## DIRECTIONS FOR THIS TASK:
Only those lines from the one with "Where can the smiling" through the last line of the material below should be output, each exactly as it appears.

____________

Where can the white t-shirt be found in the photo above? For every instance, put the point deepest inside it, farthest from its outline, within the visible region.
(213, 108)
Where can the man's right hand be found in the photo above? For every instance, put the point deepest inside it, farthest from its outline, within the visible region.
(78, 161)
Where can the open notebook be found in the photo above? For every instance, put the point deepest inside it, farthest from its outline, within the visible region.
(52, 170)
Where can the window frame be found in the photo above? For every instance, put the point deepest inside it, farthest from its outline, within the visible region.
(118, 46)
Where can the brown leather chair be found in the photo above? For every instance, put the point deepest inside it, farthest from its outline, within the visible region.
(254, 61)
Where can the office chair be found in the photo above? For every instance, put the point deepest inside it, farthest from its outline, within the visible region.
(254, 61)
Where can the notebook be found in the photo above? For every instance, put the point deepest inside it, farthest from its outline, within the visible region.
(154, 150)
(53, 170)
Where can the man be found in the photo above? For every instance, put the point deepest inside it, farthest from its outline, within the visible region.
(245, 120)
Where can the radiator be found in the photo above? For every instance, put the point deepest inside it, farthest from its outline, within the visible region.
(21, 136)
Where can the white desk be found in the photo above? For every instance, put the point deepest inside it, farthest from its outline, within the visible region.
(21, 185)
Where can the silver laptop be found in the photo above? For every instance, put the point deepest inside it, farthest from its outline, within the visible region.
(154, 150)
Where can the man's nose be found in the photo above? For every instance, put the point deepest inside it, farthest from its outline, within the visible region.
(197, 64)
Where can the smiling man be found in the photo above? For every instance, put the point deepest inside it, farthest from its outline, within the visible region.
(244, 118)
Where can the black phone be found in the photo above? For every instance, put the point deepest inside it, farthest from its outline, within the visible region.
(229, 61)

____________

## YOUR RESPONSE:
Where can the smiling man be found in the photo above? For every instance, put the point deepest inside it, farthest from its outline, within the visible region.
(244, 118)
Where can the black phone be found in the photo above? For every instance, put the point deepest inside it, farthest from its outline, within the visible region.
(229, 61)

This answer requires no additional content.